→ TASK STATEMENT
Could you repeat exactly the lines below, from the line containing "of the dirt" through the last one, both included, while leaving out any pictures?

--------

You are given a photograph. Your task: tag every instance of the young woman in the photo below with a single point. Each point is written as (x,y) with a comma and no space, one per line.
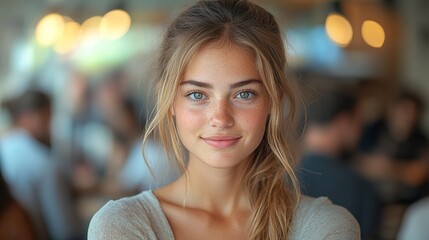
(221,109)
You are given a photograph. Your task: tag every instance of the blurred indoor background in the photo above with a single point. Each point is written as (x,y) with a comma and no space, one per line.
(94,59)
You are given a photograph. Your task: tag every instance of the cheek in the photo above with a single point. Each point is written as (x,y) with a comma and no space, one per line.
(187,120)
(254,121)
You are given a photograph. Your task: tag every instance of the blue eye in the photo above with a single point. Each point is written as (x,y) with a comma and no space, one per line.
(196,96)
(245,95)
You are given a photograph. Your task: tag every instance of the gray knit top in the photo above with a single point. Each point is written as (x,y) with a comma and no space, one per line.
(141,217)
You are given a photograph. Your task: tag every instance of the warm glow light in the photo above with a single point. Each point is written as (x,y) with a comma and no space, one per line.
(69,38)
(49,29)
(373,33)
(90,26)
(339,30)
(115,24)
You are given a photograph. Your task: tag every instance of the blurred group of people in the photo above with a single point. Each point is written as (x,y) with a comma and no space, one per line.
(368,167)
(363,166)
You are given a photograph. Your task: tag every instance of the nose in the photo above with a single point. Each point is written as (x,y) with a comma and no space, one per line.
(222,115)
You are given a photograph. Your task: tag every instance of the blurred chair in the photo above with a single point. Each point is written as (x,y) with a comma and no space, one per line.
(33,176)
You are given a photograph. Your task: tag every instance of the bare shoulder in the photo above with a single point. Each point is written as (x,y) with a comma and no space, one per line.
(319,218)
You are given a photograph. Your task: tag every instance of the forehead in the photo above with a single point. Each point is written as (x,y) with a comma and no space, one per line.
(226,62)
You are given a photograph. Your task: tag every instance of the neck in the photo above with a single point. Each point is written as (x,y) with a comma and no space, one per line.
(215,190)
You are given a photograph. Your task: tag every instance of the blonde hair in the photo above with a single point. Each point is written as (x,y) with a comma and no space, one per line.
(270,179)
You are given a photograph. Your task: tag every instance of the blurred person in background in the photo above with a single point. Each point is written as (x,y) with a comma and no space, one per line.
(220,99)
(14,220)
(394,152)
(331,135)
(33,176)
(415,224)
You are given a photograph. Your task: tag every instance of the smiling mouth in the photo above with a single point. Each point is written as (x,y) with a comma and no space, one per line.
(221,142)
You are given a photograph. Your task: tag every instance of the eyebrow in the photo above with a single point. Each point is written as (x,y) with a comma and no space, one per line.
(208,85)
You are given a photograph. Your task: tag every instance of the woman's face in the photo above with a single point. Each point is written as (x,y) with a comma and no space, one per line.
(221,107)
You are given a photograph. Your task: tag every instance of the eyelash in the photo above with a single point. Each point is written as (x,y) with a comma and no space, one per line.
(191,93)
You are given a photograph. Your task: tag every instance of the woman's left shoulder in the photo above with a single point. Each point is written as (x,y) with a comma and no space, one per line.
(319,218)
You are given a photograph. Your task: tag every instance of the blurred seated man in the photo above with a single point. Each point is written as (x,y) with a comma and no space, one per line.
(30,171)
(394,152)
(134,174)
(332,130)
(415,224)
(14,221)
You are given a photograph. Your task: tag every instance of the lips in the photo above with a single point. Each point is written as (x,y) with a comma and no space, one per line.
(221,142)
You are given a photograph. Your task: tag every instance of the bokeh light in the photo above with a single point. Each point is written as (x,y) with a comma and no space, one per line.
(115,24)
(49,29)
(69,39)
(339,29)
(373,33)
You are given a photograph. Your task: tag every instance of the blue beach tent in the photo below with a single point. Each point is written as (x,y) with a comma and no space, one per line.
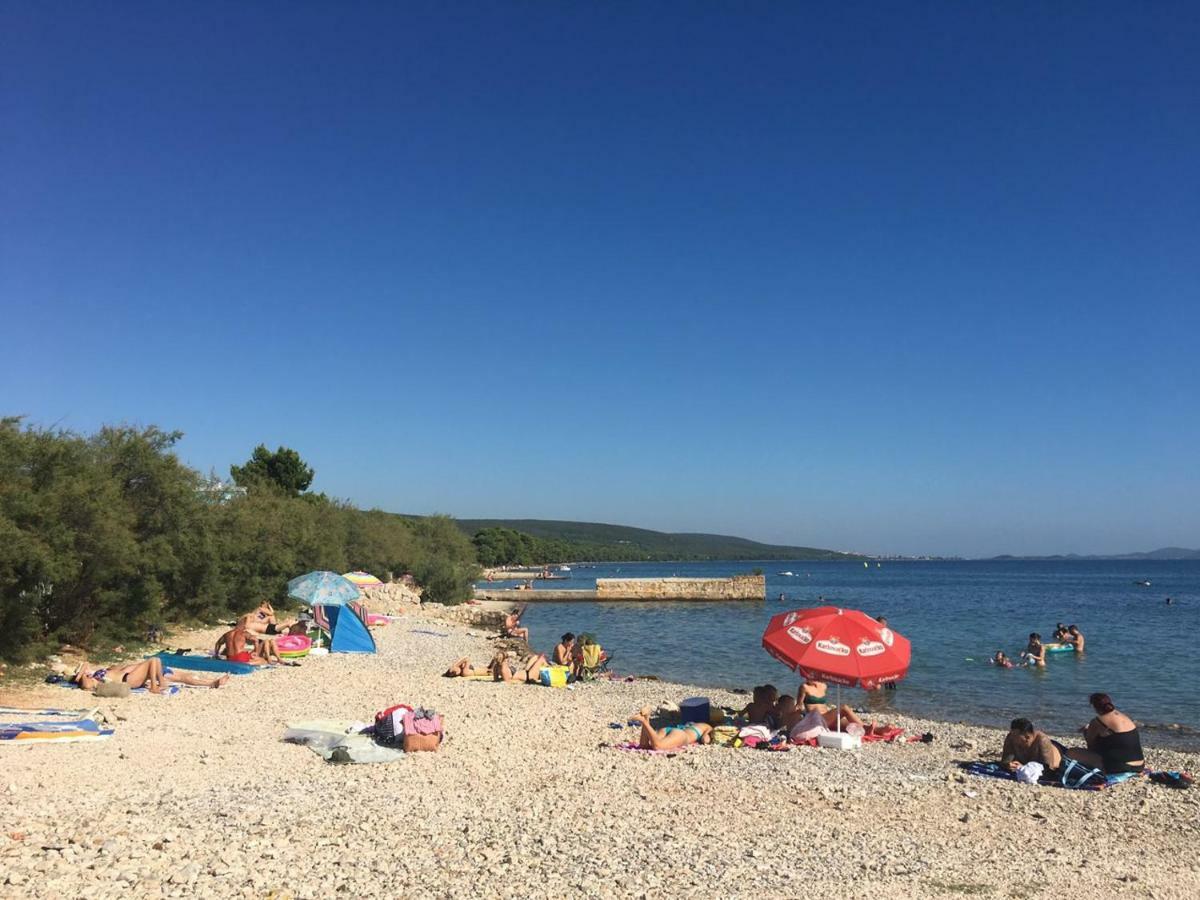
(347,628)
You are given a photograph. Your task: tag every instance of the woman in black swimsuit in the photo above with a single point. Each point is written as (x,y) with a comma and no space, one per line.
(1113,741)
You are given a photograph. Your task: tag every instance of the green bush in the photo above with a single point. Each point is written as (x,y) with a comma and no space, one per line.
(102,537)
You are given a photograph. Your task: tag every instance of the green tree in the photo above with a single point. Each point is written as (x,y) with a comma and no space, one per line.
(283,468)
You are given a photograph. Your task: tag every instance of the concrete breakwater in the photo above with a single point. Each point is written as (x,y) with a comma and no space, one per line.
(739,587)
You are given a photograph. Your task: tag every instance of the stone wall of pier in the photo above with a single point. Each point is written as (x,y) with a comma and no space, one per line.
(739,587)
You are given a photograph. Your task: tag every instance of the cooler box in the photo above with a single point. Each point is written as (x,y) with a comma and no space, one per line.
(694,709)
(839,741)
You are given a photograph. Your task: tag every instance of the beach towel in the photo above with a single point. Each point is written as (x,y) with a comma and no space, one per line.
(172,689)
(630,747)
(330,741)
(994,769)
(24,733)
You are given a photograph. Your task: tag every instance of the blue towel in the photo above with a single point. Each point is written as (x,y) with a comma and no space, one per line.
(994,769)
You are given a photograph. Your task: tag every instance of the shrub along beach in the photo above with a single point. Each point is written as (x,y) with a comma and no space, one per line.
(534,790)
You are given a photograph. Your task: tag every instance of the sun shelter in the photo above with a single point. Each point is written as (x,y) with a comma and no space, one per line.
(346,627)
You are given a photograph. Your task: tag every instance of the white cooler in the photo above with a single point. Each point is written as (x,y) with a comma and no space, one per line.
(839,741)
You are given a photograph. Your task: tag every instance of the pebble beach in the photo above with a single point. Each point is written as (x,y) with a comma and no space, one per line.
(197,796)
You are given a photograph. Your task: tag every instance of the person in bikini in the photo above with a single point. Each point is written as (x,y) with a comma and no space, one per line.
(762,707)
(463,669)
(1113,741)
(564,651)
(529,671)
(672,737)
(145,673)
(235,646)
(810,700)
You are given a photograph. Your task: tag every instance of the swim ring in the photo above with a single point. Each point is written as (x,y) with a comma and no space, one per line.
(293,646)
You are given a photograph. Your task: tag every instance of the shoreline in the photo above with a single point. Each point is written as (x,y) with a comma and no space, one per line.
(527,791)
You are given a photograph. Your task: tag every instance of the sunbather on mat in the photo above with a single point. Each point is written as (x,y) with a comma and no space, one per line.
(463,669)
(527,672)
(145,673)
(263,622)
(239,646)
(672,737)
(811,697)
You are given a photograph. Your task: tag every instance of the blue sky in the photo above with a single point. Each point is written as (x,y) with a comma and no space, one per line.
(911,277)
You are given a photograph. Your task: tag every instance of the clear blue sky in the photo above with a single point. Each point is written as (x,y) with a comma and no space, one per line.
(904,277)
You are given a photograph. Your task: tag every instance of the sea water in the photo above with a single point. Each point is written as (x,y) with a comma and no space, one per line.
(957,613)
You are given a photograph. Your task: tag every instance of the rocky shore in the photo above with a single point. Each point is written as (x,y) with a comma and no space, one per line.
(196,795)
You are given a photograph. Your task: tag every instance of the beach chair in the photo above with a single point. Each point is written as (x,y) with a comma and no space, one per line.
(593,661)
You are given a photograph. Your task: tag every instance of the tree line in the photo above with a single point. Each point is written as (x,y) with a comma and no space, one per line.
(103,535)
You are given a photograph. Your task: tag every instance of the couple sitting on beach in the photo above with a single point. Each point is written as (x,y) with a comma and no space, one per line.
(1114,745)
(802,717)
(144,673)
(501,669)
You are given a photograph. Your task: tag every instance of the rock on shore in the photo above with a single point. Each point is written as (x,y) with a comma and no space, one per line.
(196,796)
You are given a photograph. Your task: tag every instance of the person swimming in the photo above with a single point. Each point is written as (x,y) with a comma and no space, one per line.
(1035,654)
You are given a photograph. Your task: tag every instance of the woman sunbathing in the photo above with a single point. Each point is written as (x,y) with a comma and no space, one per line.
(811,699)
(239,646)
(513,627)
(145,673)
(672,737)
(527,673)
(462,669)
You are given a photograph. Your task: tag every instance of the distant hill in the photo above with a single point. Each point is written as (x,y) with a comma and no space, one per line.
(645,544)
(1161,553)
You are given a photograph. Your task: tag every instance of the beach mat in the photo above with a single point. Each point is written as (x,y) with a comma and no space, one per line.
(630,747)
(330,742)
(172,689)
(204,664)
(994,769)
(25,733)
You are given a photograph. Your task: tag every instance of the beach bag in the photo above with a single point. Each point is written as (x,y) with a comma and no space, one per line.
(553,676)
(1030,773)
(1075,774)
(389,727)
(424,733)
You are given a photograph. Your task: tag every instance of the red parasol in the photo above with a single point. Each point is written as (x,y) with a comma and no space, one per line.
(840,646)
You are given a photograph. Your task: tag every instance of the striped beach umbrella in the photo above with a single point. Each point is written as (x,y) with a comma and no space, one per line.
(323,589)
(363,580)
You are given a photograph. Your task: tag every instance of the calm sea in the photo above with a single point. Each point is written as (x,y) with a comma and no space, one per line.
(957,615)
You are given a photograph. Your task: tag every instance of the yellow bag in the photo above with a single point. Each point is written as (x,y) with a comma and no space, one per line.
(555,676)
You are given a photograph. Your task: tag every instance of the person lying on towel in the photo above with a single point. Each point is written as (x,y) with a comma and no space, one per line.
(145,673)
(672,737)
(239,646)
(528,672)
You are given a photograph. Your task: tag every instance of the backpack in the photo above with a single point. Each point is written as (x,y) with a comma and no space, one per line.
(389,729)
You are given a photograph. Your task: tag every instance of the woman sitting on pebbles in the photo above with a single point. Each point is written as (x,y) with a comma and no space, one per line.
(463,669)
(235,646)
(528,673)
(672,737)
(147,673)
(1113,739)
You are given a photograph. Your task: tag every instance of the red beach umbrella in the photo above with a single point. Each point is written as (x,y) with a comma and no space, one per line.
(840,646)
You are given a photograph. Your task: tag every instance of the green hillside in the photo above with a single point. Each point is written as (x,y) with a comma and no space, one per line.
(597,541)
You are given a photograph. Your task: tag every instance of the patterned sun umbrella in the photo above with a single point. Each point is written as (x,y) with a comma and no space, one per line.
(363,580)
(323,589)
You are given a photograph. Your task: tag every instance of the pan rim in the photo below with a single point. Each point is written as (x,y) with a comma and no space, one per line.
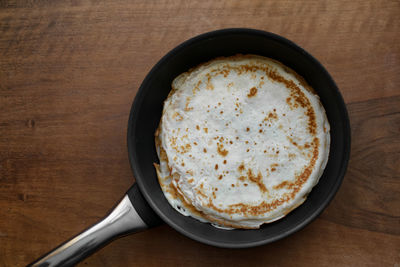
(139,100)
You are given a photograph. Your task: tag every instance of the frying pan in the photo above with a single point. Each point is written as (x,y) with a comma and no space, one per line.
(144,205)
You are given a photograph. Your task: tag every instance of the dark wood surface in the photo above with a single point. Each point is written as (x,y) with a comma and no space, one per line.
(69,71)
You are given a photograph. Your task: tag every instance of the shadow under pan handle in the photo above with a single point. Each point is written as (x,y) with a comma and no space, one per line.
(131,215)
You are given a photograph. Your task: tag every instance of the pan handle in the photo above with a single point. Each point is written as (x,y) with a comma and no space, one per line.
(131,215)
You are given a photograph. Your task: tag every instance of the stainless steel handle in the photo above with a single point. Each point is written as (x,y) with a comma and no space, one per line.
(122,220)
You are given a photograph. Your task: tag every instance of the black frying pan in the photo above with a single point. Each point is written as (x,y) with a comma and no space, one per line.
(145,204)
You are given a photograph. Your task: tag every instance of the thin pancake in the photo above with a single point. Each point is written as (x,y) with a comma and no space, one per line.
(241,142)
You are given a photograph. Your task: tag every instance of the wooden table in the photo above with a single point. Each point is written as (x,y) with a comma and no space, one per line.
(69,71)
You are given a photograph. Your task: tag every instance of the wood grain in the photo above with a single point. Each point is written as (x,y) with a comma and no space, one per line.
(69,71)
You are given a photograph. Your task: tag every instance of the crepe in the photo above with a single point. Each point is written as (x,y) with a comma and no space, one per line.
(241,142)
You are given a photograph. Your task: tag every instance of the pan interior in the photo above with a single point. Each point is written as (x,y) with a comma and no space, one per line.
(146,112)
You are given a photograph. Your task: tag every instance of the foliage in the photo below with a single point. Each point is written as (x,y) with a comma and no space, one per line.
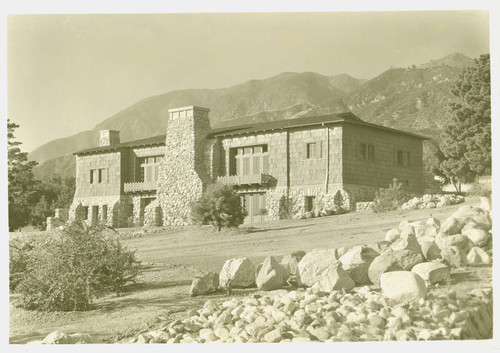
(465,149)
(21,181)
(220,206)
(391,198)
(68,270)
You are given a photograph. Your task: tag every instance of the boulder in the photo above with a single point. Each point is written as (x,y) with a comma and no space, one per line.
(392,261)
(57,337)
(454,256)
(431,231)
(321,270)
(452,225)
(478,256)
(432,272)
(272,275)
(239,272)
(392,235)
(478,237)
(430,250)
(403,286)
(419,228)
(204,284)
(356,262)
(458,240)
(407,241)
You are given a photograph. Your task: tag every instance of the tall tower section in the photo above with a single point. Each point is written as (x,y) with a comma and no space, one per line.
(183,173)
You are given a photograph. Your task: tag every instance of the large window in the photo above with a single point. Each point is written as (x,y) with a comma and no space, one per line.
(98,176)
(252,160)
(366,151)
(150,168)
(313,150)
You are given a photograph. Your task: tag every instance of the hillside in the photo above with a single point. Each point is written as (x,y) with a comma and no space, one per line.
(412,99)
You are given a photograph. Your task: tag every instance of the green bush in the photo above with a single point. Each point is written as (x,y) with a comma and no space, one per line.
(68,270)
(391,198)
(219,206)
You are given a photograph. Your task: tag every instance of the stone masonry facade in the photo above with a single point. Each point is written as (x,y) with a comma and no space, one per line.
(281,170)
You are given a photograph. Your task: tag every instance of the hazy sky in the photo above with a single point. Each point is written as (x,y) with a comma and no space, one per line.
(67,73)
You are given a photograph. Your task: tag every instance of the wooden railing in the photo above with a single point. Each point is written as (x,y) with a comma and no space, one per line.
(140,186)
(244,179)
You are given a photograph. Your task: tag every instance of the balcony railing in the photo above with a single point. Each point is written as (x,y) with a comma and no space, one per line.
(140,186)
(244,179)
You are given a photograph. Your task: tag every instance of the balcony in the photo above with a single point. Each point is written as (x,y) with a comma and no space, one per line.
(140,186)
(244,179)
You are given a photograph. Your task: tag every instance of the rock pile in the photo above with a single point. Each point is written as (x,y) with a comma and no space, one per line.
(338,316)
(432,201)
(364,206)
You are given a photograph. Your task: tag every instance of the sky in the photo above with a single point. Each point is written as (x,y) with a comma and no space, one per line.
(67,73)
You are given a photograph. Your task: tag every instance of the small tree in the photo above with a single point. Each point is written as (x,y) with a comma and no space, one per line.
(391,198)
(22,183)
(220,206)
(465,149)
(67,271)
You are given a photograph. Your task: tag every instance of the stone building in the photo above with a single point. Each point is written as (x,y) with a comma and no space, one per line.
(281,169)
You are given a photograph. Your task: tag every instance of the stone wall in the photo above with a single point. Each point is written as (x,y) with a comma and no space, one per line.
(153,214)
(183,173)
(118,210)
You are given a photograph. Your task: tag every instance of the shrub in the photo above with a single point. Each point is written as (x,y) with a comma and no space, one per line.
(391,198)
(68,270)
(219,206)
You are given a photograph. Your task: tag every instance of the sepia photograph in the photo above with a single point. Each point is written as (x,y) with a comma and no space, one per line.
(249,177)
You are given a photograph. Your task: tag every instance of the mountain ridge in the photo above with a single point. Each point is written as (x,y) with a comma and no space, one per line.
(412,99)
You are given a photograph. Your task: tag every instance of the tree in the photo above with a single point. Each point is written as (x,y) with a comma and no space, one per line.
(465,150)
(21,181)
(220,206)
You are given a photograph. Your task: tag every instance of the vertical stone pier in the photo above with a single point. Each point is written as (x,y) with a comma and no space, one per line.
(183,173)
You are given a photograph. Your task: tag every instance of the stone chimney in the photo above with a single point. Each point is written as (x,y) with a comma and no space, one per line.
(184,173)
(109,137)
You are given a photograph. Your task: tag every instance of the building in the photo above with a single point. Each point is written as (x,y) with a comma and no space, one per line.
(281,169)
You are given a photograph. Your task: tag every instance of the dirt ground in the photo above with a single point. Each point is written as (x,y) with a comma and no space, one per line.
(172,258)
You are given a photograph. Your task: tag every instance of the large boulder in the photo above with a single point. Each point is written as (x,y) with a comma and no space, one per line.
(430,250)
(452,225)
(272,275)
(454,256)
(238,272)
(356,262)
(204,284)
(403,286)
(458,240)
(321,270)
(419,228)
(433,272)
(478,237)
(392,235)
(407,240)
(393,261)
(478,256)
(57,337)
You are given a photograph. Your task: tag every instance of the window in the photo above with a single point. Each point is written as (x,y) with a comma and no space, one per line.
(251,160)
(367,151)
(308,203)
(150,168)
(313,150)
(104,215)
(85,213)
(403,158)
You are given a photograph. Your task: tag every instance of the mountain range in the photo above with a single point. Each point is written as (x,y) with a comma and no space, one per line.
(413,99)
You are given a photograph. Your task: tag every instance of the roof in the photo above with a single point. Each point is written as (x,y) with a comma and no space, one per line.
(347,117)
(150,141)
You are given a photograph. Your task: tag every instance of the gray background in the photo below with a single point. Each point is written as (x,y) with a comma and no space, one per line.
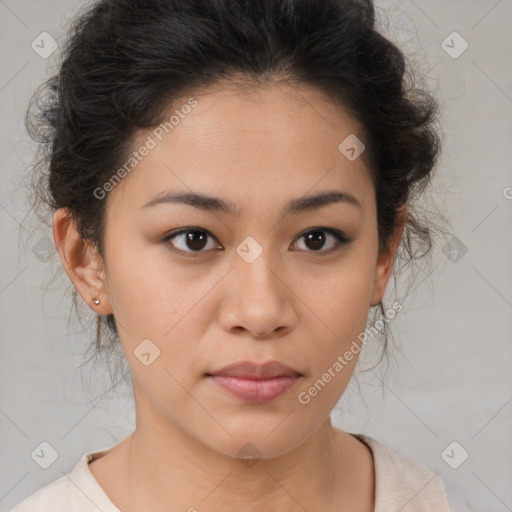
(450,377)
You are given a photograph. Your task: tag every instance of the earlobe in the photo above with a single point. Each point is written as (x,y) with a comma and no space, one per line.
(81,262)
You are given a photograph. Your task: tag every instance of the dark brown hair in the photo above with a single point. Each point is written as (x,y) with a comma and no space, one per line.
(126,60)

--------

→ COMPLETED EXERCISE
You are given a photograph. Your task: tag every instance of the dirt ground in the photo above with a single point. Each point is written as (x,y) with a comma and no space, one per line.
(172,258)
You are given a photograph. Your task: tag every instance of the large boulder in the photo above with a single point. Each point is written as (x,y) with a comma and no space, one per line.
(430,250)
(452,225)
(272,275)
(454,256)
(238,272)
(356,262)
(204,284)
(403,286)
(458,240)
(321,270)
(419,228)
(433,272)
(478,237)
(392,235)
(407,240)
(393,261)
(478,256)
(57,337)
You are given a photograph. Your task: tag every instance of the window in the photo above with a single point. Each point is written as (x,y) with a comma and no space, one per line.
(251,160)
(367,151)
(308,203)
(150,168)
(313,150)
(104,215)
(85,213)
(403,158)
You are given a photograph. Your task: tag every instance of the mountain range in the photo above with a single point. Each point is written as (x,y) with a comma and no space, one per line.
(413,99)
You are given a photograph. Your task: tag every instance of the roof in the photo above with a single point. Each point is written as (x,y) with a comma and no space, one per line.
(347,117)
(150,141)
You are given a photograph. Your task: tag every instance of the gray background in the photo below with a single point. Each point is written as (x,y) with a comma and no space, one per line.
(450,377)
You are given a photograph. Your task: tag every instance of the earlobe in the photo above with a single point. Each point is written as (x,y) with a comma and no space, one per line.
(81,262)
You are given a photograph. Your task: tag every instance of the dark brown hair in the photo above with a single point. Each point is written as (x,y) with a comma and no space, one per line.
(126,60)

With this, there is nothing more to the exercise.